INSTRUCTIONS FOR THE TASK: Write out every line below that includes the word "grass".

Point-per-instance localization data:
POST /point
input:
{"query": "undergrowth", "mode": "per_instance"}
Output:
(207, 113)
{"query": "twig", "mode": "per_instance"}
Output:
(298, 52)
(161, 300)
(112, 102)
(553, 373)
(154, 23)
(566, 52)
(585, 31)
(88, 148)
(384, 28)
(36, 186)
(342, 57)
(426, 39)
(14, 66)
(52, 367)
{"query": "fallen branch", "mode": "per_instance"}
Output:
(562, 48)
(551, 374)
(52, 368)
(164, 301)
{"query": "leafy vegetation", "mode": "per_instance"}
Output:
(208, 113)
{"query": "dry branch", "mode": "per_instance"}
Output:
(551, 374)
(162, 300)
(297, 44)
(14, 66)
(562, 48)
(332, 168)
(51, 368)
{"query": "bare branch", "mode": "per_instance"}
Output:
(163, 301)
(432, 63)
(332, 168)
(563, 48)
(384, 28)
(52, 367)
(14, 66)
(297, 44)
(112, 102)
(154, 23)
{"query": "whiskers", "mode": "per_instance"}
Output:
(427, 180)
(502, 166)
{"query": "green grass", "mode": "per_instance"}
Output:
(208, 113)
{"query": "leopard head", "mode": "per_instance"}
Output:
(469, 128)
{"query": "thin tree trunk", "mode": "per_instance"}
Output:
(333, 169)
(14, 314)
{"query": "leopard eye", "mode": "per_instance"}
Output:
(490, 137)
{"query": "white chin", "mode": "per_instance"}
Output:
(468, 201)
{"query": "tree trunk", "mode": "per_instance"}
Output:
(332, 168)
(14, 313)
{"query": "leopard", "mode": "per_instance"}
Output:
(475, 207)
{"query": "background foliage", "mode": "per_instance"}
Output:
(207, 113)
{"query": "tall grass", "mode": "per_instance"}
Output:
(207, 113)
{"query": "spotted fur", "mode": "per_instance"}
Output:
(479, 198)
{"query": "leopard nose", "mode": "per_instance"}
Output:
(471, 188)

TASK SOLUTION:
{"query": "green grass", "mode": "per_instance"}
{"query": "tall grass", "mode": "per_instance"}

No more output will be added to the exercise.